● **INPUT DATA**:

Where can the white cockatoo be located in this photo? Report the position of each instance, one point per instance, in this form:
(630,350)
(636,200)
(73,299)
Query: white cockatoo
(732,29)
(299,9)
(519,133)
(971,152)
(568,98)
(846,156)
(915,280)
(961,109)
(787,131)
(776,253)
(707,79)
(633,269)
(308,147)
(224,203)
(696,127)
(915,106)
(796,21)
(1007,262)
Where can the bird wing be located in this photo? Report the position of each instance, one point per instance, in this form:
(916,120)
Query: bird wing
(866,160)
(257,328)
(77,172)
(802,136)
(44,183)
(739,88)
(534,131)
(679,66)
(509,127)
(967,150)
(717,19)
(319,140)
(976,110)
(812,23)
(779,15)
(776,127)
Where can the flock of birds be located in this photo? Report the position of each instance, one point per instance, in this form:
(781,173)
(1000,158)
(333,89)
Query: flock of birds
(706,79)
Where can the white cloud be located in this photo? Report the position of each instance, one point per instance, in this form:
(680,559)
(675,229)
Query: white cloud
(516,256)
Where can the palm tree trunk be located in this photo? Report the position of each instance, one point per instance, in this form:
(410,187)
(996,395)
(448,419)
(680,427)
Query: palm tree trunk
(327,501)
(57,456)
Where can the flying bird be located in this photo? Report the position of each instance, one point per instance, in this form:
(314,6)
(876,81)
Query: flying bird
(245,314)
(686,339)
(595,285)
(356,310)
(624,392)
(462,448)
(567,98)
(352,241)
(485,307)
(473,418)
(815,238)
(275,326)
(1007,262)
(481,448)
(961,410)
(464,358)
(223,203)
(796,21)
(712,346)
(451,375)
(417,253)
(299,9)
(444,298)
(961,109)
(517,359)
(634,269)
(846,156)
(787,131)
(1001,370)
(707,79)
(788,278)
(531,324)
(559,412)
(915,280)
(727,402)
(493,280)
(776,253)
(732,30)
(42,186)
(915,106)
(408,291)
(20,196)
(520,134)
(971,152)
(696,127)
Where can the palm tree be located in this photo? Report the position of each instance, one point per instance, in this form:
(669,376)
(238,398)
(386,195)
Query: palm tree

● **WORK REQUEST**: A complete, exact copy of the entries is required.

● **REPLY**:
Where can the white cockatoo be located in this photo? Report the position of each instance, one point per instance, in this form:
(630,350)
(636,200)
(73,299)
Query: white cockatoo
(732,29)
(299,9)
(519,133)
(971,152)
(568,98)
(846,156)
(915,280)
(961,109)
(787,131)
(776,253)
(707,79)
(633,269)
(308,147)
(224,203)
(696,127)
(915,106)
(796,21)
(1007,262)
Where can the bird wing be located in this photo? Report the position of each instance, one point per instance, in this form:
(916,120)
Query: bird wing
(866,160)
(257,328)
(77,172)
(802,136)
(44,183)
(739,88)
(534,131)
(679,66)
(509,127)
(967,150)
(717,19)
(319,140)
(976,110)
(812,23)
(779,15)
(776,127)
Where can the flock of birds be located in this photo? Report the position of each instance, one point per instance, in this form:
(781,173)
(1000,158)
(333,89)
Query: flock of birds
(706,79)
Where can the white cloud be located in this photo? Report the position of each instance, one point per instance, in this form:
(680,559)
(675,229)
Query: white cloud
(516,256)
Where can the palm tree trunk be located in this photo? Report the position of each instance, one point per instance, in this form:
(410,187)
(996,395)
(448,419)
(680,427)
Query: palm tree trunk
(327,501)
(57,456)
Where can the flying bird be located in this photo? Report the position of each instance, one point per instance, in this form:
(314,6)
(876,81)
Query: flying bird
(245,314)
(686,339)
(595,285)
(356,310)
(624,392)
(462,448)
(567,98)
(352,241)
(485,307)
(473,418)
(815,238)
(275,326)
(1007,262)
(481,448)
(961,410)
(464,358)
(223,203)
(796,21)
(712,346)
(451,375)
(417,253)
(299,9)
(444,298)
(961,109)
(517,359)
(634,269)
(846,156)
(787,131)
(1001,370)
(707,79)
(788,278)
(531,324)
(559,412)
(915,280)
(727,402)
(493,280)
(776,253)
(732,30)
(42,186)
(915,106)
(408,291)
(20,196)
(520,134)
(971,152)
(696,127)
Where can the palm tree be located in this photo? Report the position of each instance, one point per instance, in this form:
(669,376)
(238,398)
(386,195)
Query: palm tree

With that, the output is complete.